_TEXT PROVIDED:_
————————

Essentially, the Coke/Costco rift is a function of the recession. Strapped shoppers are pushing retailers to lower prices, while product makers like Coca-Cola are straining to maintain margins. What gives this particular fight some additional fizz is that it is being waged by an upstart retailer against one of the world's most heavyweight brands. And judging from the signs on Costco's shelves and site, they don't believe they are fighting above their weight class.

"Costco is committed to carrying name brand merchandise at the best possible prices. At this time, Coca-Cola has not provided Costco with competitive pricing, so that we may pass along the value our members deserve," said a message on the company's Web site, labeled "Price Alert!"

We here at the Five Dumbest Lab just hope both sides settle this silly beverage battle as quickly and amicably as possible. So when times get better they can go back to their normal practice of overcharging consumers for syrup, sugar and seltzer.

 

Dumb-o-meter score: 75 -- Our favorite soda? Dr. Brown's Cel-Ray Tonic! Can't beat that celery flavor.






4. Genentech Speaks Washington's Language

The nation's hardworking public servants in Congress are really speaking Genentech's language.

We aren't kidding you. They literally are.

According to the New York Times, lobbyists working for the biotech company, now a part of Swiss drugmaker Roche Holding, penned statements for more than a dozen representatives during debate over the health care bill earlier this year. The statements ultimately ended up in the House's official record.

The Times estimates that 42 House members picked up some of Genentech's talking points, including 22 Republicans and 20 Democrats. So at least the company was bipartisan in its ghostwriting.

————————

_EXTRACTED DATA:_
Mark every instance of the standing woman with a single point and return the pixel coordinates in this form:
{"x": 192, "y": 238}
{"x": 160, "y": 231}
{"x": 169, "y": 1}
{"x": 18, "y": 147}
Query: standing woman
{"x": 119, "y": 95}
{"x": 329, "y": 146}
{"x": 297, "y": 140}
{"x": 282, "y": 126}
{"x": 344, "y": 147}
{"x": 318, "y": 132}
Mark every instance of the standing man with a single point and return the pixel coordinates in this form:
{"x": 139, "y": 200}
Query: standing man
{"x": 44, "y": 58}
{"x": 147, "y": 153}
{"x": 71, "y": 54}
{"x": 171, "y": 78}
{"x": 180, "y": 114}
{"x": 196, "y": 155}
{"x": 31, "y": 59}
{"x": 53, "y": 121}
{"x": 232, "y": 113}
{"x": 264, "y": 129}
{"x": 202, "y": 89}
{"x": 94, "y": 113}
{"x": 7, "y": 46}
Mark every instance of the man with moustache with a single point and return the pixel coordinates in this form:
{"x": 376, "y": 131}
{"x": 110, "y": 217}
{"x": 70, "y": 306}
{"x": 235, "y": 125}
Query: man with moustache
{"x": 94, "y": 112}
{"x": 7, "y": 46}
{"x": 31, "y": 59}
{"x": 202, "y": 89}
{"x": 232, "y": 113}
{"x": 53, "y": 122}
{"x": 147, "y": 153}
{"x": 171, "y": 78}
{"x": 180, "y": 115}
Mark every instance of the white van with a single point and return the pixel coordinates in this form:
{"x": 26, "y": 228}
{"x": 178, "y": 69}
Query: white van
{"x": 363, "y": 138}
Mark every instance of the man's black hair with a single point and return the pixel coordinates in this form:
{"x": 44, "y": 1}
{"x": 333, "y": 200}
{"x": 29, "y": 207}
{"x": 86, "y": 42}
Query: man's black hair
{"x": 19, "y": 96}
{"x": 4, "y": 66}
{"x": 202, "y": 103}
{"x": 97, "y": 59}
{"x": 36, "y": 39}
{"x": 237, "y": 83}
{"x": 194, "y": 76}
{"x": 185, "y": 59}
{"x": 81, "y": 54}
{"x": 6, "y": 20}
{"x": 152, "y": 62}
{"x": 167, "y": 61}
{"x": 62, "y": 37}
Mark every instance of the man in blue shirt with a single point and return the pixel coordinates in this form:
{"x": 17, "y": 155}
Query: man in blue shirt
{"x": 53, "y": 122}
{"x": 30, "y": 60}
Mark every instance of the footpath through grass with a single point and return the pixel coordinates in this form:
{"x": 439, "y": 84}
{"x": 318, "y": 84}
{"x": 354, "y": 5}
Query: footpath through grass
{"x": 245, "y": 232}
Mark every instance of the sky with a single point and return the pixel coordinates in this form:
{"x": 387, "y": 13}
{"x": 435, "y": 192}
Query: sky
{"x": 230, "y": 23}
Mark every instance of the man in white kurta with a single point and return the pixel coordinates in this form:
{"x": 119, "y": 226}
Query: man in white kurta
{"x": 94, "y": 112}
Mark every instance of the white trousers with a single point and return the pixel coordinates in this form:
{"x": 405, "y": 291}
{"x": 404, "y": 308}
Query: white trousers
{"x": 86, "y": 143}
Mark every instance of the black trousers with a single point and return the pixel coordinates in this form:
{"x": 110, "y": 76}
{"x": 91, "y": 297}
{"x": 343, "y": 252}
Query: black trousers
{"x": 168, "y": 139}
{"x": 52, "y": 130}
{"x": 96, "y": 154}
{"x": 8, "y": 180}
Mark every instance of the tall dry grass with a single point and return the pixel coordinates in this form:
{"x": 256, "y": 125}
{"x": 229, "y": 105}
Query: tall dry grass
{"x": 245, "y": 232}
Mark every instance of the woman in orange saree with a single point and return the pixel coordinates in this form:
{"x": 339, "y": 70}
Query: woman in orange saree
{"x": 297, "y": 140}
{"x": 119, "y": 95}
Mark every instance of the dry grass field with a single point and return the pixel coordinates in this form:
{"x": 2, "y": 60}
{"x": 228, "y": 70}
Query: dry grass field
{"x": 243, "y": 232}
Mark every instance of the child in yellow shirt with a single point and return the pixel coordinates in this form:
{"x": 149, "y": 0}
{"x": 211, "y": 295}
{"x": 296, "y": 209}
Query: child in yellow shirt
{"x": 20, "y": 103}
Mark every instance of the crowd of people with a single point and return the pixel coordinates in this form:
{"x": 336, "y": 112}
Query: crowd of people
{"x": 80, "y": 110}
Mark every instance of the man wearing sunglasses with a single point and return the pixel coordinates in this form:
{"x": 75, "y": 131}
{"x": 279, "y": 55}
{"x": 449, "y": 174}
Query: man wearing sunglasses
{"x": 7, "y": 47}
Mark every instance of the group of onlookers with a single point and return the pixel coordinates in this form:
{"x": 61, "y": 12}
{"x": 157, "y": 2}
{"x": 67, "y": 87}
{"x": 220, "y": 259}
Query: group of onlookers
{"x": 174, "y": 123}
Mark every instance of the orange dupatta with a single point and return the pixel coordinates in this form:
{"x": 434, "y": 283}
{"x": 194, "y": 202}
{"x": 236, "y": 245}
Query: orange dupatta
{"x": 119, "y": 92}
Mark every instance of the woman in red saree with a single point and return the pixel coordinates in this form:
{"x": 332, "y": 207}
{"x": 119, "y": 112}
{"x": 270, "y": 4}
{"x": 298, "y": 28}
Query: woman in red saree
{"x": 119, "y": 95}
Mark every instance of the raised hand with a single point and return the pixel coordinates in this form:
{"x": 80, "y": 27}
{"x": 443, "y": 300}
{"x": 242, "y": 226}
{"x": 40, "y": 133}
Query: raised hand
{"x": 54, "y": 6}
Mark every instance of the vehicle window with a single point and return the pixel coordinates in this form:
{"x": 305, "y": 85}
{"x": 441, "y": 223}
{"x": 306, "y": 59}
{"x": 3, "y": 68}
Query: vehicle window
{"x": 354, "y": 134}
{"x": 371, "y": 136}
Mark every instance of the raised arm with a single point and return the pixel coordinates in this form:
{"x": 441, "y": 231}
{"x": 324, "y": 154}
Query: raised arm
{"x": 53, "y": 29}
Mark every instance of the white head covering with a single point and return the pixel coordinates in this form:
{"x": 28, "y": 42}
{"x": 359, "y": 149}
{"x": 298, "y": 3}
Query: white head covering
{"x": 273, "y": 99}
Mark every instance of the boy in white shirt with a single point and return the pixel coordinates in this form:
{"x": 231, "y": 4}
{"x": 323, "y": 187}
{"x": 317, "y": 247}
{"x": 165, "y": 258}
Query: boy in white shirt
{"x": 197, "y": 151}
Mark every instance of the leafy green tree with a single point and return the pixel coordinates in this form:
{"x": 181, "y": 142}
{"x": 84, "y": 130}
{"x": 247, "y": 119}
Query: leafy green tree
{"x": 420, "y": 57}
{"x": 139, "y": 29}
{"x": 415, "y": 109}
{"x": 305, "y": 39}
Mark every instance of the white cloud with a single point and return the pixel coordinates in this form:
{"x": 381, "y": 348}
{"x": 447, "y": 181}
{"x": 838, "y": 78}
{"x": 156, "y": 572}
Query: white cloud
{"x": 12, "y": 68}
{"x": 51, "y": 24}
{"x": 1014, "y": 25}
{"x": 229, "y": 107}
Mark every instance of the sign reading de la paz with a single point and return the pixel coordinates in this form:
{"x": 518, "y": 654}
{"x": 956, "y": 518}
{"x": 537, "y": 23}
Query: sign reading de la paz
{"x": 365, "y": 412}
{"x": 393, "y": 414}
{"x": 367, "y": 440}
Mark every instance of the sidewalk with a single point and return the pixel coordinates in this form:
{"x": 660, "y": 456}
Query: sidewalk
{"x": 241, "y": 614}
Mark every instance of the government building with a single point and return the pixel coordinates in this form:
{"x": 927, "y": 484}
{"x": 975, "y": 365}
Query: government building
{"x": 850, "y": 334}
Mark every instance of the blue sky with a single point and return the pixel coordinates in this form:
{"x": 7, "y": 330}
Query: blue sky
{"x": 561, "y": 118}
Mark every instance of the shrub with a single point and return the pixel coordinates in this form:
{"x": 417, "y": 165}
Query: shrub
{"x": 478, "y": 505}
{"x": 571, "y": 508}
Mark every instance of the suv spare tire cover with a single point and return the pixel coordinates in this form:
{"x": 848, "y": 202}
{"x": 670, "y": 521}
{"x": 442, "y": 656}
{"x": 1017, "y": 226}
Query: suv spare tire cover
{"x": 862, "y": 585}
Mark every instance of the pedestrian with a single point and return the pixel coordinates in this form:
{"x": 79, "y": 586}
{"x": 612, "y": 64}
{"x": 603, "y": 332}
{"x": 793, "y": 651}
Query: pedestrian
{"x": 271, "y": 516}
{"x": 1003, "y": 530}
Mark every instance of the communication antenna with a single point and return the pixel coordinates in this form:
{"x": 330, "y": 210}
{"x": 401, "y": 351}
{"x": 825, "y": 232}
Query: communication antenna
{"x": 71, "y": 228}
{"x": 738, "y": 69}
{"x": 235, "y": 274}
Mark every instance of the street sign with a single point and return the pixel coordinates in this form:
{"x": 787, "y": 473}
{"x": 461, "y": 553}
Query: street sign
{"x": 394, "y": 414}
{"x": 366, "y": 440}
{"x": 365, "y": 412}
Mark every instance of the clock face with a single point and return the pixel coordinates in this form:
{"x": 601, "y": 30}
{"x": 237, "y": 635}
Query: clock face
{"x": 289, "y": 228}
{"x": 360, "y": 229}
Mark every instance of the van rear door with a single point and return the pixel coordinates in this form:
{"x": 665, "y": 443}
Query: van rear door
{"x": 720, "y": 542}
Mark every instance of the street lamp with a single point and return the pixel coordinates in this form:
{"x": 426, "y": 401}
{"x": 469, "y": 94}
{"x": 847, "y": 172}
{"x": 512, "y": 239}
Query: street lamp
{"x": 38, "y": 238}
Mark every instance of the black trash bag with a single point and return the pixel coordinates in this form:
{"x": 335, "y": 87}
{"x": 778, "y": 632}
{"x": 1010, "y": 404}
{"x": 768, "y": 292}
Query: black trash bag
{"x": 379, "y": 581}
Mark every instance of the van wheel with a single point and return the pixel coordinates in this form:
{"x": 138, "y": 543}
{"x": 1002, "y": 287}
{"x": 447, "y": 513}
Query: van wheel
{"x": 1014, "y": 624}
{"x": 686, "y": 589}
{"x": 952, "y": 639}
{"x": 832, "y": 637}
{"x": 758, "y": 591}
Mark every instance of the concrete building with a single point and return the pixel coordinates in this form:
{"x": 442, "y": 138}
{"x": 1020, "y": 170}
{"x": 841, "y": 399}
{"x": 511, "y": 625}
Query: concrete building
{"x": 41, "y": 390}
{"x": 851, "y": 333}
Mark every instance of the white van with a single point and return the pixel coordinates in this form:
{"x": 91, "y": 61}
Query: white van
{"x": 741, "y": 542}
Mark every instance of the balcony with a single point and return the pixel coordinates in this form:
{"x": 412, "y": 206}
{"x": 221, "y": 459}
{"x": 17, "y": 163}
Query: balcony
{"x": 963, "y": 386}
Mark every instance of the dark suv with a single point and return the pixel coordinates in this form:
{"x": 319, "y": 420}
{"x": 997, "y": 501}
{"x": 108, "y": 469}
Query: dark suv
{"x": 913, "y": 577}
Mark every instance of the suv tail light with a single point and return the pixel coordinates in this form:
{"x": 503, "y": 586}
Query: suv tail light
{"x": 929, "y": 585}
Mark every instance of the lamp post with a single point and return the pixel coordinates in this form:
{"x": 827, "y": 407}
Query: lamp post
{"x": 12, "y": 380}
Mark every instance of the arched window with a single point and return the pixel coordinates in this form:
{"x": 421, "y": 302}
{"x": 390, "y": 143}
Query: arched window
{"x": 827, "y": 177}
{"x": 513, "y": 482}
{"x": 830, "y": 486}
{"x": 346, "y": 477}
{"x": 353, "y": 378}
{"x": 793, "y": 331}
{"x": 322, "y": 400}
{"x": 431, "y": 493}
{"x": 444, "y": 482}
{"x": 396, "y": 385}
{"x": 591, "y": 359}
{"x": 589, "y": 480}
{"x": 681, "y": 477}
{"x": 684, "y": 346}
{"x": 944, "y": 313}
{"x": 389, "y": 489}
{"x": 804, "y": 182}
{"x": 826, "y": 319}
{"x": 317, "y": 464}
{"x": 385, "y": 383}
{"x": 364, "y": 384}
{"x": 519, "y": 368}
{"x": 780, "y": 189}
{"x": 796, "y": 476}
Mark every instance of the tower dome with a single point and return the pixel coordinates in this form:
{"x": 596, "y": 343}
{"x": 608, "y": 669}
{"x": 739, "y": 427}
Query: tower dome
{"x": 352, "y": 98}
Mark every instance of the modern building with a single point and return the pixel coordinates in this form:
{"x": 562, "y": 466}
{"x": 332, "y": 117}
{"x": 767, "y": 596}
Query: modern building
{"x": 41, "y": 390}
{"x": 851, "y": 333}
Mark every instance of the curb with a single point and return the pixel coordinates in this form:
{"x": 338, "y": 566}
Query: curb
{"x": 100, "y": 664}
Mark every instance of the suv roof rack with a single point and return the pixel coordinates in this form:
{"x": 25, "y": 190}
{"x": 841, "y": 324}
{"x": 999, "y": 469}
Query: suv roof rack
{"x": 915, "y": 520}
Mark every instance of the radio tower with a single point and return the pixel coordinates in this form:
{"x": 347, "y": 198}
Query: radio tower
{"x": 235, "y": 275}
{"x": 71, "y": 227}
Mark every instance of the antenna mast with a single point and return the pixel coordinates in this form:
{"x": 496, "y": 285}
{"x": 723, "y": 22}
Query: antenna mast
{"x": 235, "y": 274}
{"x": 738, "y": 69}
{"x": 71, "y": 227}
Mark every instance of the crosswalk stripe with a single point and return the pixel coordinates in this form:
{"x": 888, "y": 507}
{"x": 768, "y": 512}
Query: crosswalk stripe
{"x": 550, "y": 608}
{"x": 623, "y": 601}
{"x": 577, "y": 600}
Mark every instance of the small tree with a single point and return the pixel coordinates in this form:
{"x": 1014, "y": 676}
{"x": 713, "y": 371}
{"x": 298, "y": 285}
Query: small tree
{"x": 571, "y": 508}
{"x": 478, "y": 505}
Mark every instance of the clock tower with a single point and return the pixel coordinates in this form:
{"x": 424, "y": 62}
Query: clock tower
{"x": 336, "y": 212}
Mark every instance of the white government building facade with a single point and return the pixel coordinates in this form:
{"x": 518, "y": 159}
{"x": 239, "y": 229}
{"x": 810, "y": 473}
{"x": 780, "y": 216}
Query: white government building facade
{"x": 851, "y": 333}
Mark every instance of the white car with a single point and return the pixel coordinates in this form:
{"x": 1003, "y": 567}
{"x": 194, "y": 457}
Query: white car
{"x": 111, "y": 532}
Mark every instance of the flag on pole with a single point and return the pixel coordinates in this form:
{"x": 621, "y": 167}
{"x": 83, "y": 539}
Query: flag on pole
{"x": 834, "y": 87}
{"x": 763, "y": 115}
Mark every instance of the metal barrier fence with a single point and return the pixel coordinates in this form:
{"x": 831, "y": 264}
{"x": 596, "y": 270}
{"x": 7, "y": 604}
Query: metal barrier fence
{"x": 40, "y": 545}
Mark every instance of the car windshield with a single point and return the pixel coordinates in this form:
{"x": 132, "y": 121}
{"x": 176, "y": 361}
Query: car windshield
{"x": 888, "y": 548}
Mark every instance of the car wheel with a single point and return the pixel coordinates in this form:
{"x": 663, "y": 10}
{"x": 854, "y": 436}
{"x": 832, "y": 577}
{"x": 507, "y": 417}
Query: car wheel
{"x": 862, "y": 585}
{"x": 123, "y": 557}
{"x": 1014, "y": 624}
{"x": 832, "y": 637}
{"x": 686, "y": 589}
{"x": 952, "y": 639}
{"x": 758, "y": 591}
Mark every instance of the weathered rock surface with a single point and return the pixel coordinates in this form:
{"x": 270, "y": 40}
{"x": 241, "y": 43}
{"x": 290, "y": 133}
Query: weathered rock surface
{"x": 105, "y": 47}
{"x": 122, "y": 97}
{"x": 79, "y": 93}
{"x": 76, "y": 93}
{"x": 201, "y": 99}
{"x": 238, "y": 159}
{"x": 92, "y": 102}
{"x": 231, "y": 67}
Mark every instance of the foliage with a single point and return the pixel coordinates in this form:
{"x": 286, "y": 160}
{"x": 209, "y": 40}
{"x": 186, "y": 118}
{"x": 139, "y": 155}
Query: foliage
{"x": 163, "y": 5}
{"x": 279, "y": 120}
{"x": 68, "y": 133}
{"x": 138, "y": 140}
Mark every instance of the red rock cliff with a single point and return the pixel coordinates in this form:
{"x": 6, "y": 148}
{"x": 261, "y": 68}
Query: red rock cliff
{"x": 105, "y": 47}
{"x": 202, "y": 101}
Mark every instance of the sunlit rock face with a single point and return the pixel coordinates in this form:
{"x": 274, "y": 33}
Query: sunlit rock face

————————

_EXERCISES:_
A: Rewrite the rows from the line containing "Mark every instance of the red" through the end of the rows, inclusive, replacing "rock" with "stone" and keeping everything else the same.
B: Continue the column about the Coke/Costco dispute and Genentech's ghostwritten statements from where it stops.
The text and the rows are separate, unrelated material.

_SOLVED TASKS:_
A:
Mark every instance of the red stone cliff with a single point and return the pixel coordinates in this form:
{"x": 6, "y": 148}
{"x": 261, "y": 68}
Query: red stone cliff
{"x": 105, "y": 47}
{"x": 202, "y": 101}
Mark every instance of the sunlit stone face with a single point and return the pixel coordinates in this form:
{"x": 274, "y": 33}
Query: sunlit stone face

B:
Or, more likely, they were just covering all their bases.

Either way, emails uncovered by the Times show that the Congressional statements were based on information sent from Genentech employees to the company's lobbyists. Those very same lobbyists, of course, are no strangers to lawmakers on Capitol Hill. Genentech's political action committee and Roche have made contributions to House members, including some that have filed statements in the Congressional Record. Evan Morris, head of Genentech's Washington office, told the Times there was no link between the contributions and the statements.

Yeah, right. And we have a monument to sell you in Washington.

"I regret that the language was the same. I did not know it was," Rep. Bill Pascrell Jr., (D., N.J.) told the Times, adding that he said he got his statement from his staff and "did not know where they got the information from."

Well, now you know, congressman. And so do we.

 

Dumb-o-meter score: 80 -- It may have been profane at times, but at least the yelling in the Town Halls this summer was authentic.





3. GM's Payback Jive

Thanks for nothing, GM (Stock Quote: MTLQQ.PK).

General Motors said Monday it lost $1.2 billion from the time it left bankruptcy protection through Sept. 30. While that may seem like less than celebratory news, it was a much improved figure from previous quarters. In fact, performance at General Motors was so much better than anticipated that the auto giant also proudly boasted it will begin repaying $6.7 billion in U.S. government loans starting with a $1.2 billion payment in December.

And wait, there's more! GM intends to repay the entire debt over the next eight quarters, but could pay the full amount back to Uncle Sam as early as next year, if things go smoothly.

"We have significantly more work to do, but today's results provide evidence of the solid foundation we are building for the new GM," CEO Fritz Henderson said in a statement.

Hooray! The taxpayer is finally getting money back from GM -- and maybe earlier than planned. Sounds like great news to us.

Not so fast, Fritz. There is a catch. The money being returned is coming from GM's rainy day fund set up by the government.

Come again?

You see, GM entered bankruptcy protection with roughly $94.7 billion in debt. It emerged with $17 billion, including the $6.7 billion owed to the U.S. government. The government has given GM a total of $52 billion, including $45.3 billion in exchange for a 61% equity stake in the company.

GM CFO Ray Young, who is now in the process of being replaced as GM's top money man, said the government placed $16.4 billion of GM's loan money into a contingency fund as a precaution against falling sales or some other problem.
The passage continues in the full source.